## About this exercise
Every record below is to be restated word for word, and no picture is to be copied.

Natural-language object grounding data:

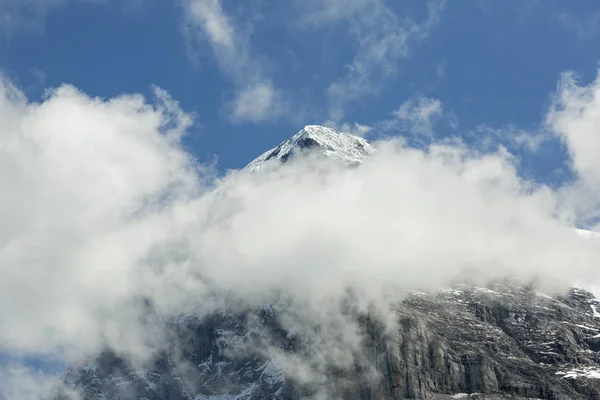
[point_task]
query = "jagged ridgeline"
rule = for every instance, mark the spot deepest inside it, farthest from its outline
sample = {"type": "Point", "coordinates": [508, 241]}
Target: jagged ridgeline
{"type": "Point", "coordinates": [498, 342]}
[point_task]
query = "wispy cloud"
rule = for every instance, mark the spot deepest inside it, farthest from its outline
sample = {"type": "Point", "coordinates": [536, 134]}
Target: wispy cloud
{"type": "Point", "coordinates": [102, 207]}
{"type": "Point", "coordinates": [257, 103]}
{"type": "Point", "coordinates": [418, 116]}
{"type": "Point", "coordinates": [31, 15]}
{"type": "Point", "coordinates": [256, 97]}
{"type": "Point", "coordinates": [381, 37]}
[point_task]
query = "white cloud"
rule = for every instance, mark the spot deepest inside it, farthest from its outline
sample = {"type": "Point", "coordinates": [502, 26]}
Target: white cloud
{"type": "Point", "coordinates": [419, 115]}
{"type": "Point", "coordinates": [575, 116]}
{"type": "Point", "coordinates": [30, 15]}
{"type": "Point", "coordinates": [209, 15]}
{"type": "Point", "coordinates": [257, 103]}
{"type": "Point", "coordinates": [231, 46]}
{"type": "Point", "coordinates": [355, 128]}
{"type": "Point", "coordinates": [101, 207]}
{"type": "Point", "coordinates": [382, 40]}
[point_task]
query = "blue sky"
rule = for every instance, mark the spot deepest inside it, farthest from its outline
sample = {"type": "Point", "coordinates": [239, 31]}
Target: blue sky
{"type": "Point", "coordinates": [492, 63]}
{"type": "Point", "coordinates": [92, 190]}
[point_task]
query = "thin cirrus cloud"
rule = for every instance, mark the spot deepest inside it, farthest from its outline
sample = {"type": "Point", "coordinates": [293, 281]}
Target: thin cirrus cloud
{"type": "Point", "coordinates": [382, 40]}
{"type": "Point", "coordinates": [103, 207]}
{"type": "Point", "coordinates": [256, 99]}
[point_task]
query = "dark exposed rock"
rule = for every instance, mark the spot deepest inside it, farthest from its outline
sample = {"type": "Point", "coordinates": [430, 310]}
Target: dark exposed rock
{"type": "Point", "coordinates": [479, 343]}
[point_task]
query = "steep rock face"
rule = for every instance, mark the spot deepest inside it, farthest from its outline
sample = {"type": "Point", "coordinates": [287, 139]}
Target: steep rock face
{"type": "Point", "coordinates": [497, 342]}
{"type": "Point", "coordinates": [344, 148]}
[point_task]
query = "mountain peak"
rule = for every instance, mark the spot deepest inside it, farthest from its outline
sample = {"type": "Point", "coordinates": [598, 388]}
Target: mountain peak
{"type": "Point", "coordinates": [341, 147]}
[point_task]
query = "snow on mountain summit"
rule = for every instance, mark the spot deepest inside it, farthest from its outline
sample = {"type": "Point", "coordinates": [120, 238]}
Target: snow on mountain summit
{"type": "Point", "coordinates": [342, 147]}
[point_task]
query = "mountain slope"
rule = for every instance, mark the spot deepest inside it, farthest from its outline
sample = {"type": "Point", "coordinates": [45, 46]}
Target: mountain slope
{"type": "Point", "coordinates": [499, 342]}
{"type": "Point", "coordinates": [344, 148]}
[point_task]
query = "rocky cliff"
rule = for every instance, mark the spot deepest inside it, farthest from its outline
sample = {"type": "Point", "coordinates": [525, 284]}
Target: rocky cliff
{"type": "Point", "coordinates": [501, 341]}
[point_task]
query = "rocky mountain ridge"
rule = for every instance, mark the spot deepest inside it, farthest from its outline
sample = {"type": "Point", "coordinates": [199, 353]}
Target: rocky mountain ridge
{"type": "Point", "coordinates": [502, 341]}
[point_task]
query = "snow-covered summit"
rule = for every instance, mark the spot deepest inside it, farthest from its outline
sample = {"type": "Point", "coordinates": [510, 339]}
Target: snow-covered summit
{"type": "Point", "coordinates": [342, 147]}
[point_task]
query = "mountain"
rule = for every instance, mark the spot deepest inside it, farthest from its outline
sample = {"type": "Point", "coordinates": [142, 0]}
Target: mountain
{"type": "Point", "coordinates": [344, 148]}
{"type": "Point", "coordinates": [504, 341]}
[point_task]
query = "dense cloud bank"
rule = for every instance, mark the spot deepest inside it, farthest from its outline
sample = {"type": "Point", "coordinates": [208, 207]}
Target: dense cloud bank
{"type": "Point", "coordinates": [103, 212]}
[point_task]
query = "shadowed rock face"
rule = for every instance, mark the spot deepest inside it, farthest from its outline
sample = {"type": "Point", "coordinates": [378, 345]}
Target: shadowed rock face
{"type": "Point", "coordinates": [498, 342]}
{"type": "Point", "coordinates": [494, 343]}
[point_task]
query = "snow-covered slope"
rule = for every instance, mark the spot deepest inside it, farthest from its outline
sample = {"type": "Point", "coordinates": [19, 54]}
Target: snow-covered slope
{"type": "Point", "coordinates": [342, 147]}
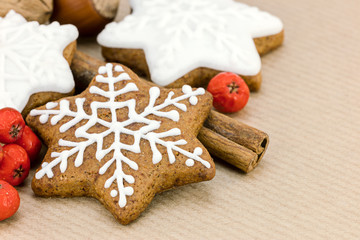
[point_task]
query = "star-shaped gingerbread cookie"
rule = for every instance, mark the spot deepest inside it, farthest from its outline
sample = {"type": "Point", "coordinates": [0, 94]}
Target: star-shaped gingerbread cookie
{"type": "Point", "coordinates": [122, 141]}
{"type": "Point", "coordinates": [188, 42]}
{"type": "Point", "coordinates": [33, 58]}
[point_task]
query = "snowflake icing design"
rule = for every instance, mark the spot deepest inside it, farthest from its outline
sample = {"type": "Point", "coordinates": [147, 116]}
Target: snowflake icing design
{"type": "Point", "coordinates": [117, 128]}
{"type": "Point", "coordinates": [31, 59]}
{"type": "Point", "coordinates": [179, 36]}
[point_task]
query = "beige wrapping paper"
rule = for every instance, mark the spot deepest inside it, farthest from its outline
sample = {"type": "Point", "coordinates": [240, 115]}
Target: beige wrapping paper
{"type": "Point", "coordinates": [306, 187]}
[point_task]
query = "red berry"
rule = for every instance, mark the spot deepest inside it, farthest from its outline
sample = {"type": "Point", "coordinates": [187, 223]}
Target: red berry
{"type": "Point", "coordinates": [9, 200]}
{"type": "Point", "coordinates": [1, 154]}
{"type": "Point", "coordinates": [11, 125]}
{"type": "Point", "coordinates": [229, 91]}
{"type": "Point", "coordinates": [30, 142]}
{"type": "Point", "coordinates": [15, 165]}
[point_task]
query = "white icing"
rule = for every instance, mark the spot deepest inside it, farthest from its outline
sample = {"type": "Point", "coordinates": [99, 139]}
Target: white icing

## Reply to the exercise
[point_task]
query = "jagged ridgeline"
rule = for every instance, mark the spot deepest inside it, farthest from its outline
sample = {"type": "Point", "coordinates": [508, 241]}
Target: jagged ridgeline
{"type": "Point", "coordinates": [498, 342]}
[point_task]
query = "wispy cloud"
rule = for every instance, mark the spot deepest inside it, farthest from its outline
sample = {"type": "Point", "coordinates": [536, 134]}
Target: wispy cloud
{"type": "Point", "coordinates": [102, 207]}
{"type": "Point", "coordinates": [257, 103]}
{"type": "Point", "coordinates": [418, 116]}
{"type": "Point", "coordinates": [31, 15]}
{"type": "Point", "coordinates": [256, 97]}
{"type": "Point", "coordinates": [381, 37]}
[point_task]
query = "white cloud"
rule = for every instance, mark the spot deepest inside it, farthest from its outline
sample = {"type": "Point", "coordinates": [502, 26]}
Target: white cloud
{"type": "Point", "coordinates": [419, 115]}
{"type": "Point", "coordinates": [575, 116]}
{"type": "Point", "coordinates": [30, 15]}
{"type": "Point", "coordinates": [209, 15]}
{"type": "Point", "coordinates": [257, 103]}
{"type": "Point", "coordinates": [231, 46]}
{"type": "Point", "coordinates": [355, 128]}
{"type": "Point", "coordinates": [101, 207]}
{"type": "Point", "coordinates": [382, 40]}
[point_task]
query = "blue sky"
rule = for every instance, mark the spot deepest inside it, farthest from its outline
sample = {"type": "Point", "coordinates": [239, 31]}
Target: blue sky
{"type": "Point", "coordinates": [492, 63]}
{"type": "Point", "coordinates": [92, 190]}
[point_task]
query = "thin cirrus cloud"
rule = for every instance, mark the spot deepest inside it, farthest from its outline
sample = {"type": "Point", "coordinates": [293, 281]}
Target: thin cirrus cloud
{"type": "Point", "coordinates": [382, 40]}
{"type": "Point", "coordinates": [103, 207]}
{"type": "Point", "coordinates": [256, 99]}
[point_task]
query = "dark exposed rock"
rule = for every instance, mark the spot deepest inside it, farthest from its outline
sample = {"type": "Point", "coordinates": [430, 310]}
Target: dark exposed rock
{"type": "Point", "coordinates": [479, 343]}
[point_task]
query = "steep rock face"
rule = for every instance, mark the spot deepest inside it, farthest from its outline
sample = {"type": "Point", "coordinates": [287, 139]}
Target: steep rock face
{"type": "Point", "coordinates": [497, 342]}
{"type": "Point", "coordinates": [344, 148]}
[point_task]
query = "mountain peak"
rule = for every instance, mark the spot deepest inside it, farthest from its outline
sample = {"type": "Point", "coordinates": [598, 388]}
Target: mountain peak
{"type": "Point", "coordinates": [341, 147]}
[point_task]
query = "snow on mountain summit"
rule = for every instance, mark the spot deepest inside it, farthest from its outline
sample = {"type": "Point", "coordinates": [120, 238]}
Target: snow on mountain summit
{"type": "Point", "coordinates": [342, 147]}
[point_task]
query = "mountain slope"
rule = for every instance, mark the spot deepest inside it, farthest from its outline
sample = {"type": "Point", "coordinates": [45, 46]}
Target: mountain slope
{"type": "Point", "coordinates": [499, 342]}
{"type": "Point", "coordinates": [344, 148]}
[point_task]
query = "rocky cliff"
rule = for every instance, mark the spot deepest inside it, farthest from its outline
sample = {"type": "Point", "coordinates": [525, 284]}
Target: rocky cliff
{"type": "Point", "coordinates": [501, 341]}
[point_task]
query = "rocky mountain ridge"
rule = for every instance, mark the spot deepest inside it, farthest from its outline
sample = {"type": "Point", "coordinates": [199, 353]}
Target: rocky mountain ridge
{"type": "Point", "coordinates": [502, 341]}
[point_task]
query = "snow-covered summit"
rule = for every instance, mark the spot deepest inside it, farthest from its outline
sample = {"type": "Point", "coordinates": [510, 339]}
Target: snow-covered summit
{"type": "Point", "coordinates": [342, 147]}
[point_task]
query = "mountain"
rule = for every instance, mark the spot deepest inside it, farthest from its outline
sample = {"type": "Point", "coordinates": [142, 0]}
Target: mountain
{"type": "Point", "coordinates": [344, 148]}
{"type": "Point", "coordinates": [504, 341]}
[point_task]
query = "dense cloud bank"
rule = for every instance, mark the spot deepest inside it, farthest from its outline
sample = {"type": "Point", "coordinates": [208, 207]}
Target: dense cloud bank
{"type": "Point", "coordinates": [103, 212]}
[point_task]
query = "shadowed rock face"
rule = for every instance, mark the spot deepest inside it, farthest from its outline
sample = {"type": "Point", "coordinates": [378, 345]}
Target: shadowed rock face
{"type": "Point", "coordinates": [498, 342]}
{"type": "Point", "coordinates": [494, 343]}
[point_task]
query = "snow-covered slope"
rule = for every instance, mark the spot deepest inside it, farthest from its outline
sample = {"type": "Point", "coordinates": [19, 54]}
Target: snow-covered slope
{"type": "Point", "coordinates": [342, 147]}
[point_task]
query = "star-shaped gingerbread cookie"
rule = for every instance, mark the spot deepest inside it, farthest from its outline
sample = {"type": "Point", "coordinates": [0, 94]}
Target: star-shaped gingerbread cookie
{"type": "Point", "coordinates": [122, 141]}
{"type": "Point", "coordinates": [188, 42]}
{"type": "Point", "coordinates": [33, 58]}
[point_task]
query = "snowflake icing design"
rule = for every instance, mark the spot deepest inside it, farthest from its outline
sample = {"type": "Point", "coordinates": [147, 116]}
Target: snowflake icing design
{"type": "Point", "coordinates": [117, 128]}
{"type": "Point", "coordinates": [31, 59]}
{"type": "Point", "coordinates": [179, 36]}
[point_task]
query = "beige wrapping paper"
rule = for every instance, mark the spot deepest inside it, farthest from its outline
sample = {"type": "Point", "coordinates": [240, 115]}
Target: beige wrapping paper
{"type": "Point", "coordinates": [306, 187]}
[point_task]
query = "red berry"
rule = for every instance, mark the spot deepest inside it, farthest from its outline
sample = {"type": "Point", "coordinates": [187, 223]}
Target: red berry
{"type": "Point", "coordinates": [9, 200]}
{"type": "Point", "coordinates": [1, 154]}
{"type": "Point", "coordinates": [11, 125]}
{"type": "Point", "coordinates": [229, 91]}
{"type": "Point", "coordinates": [30, 142]}
{"type": "Point", "coordinates": [15, 165]}
[point_task]
query = "white icing"
rule = for every instance, mark the spot deepest inside it, farthest from its outline
sample = {"type": "Point", "coordinates": [99, 139]}
Target: white icing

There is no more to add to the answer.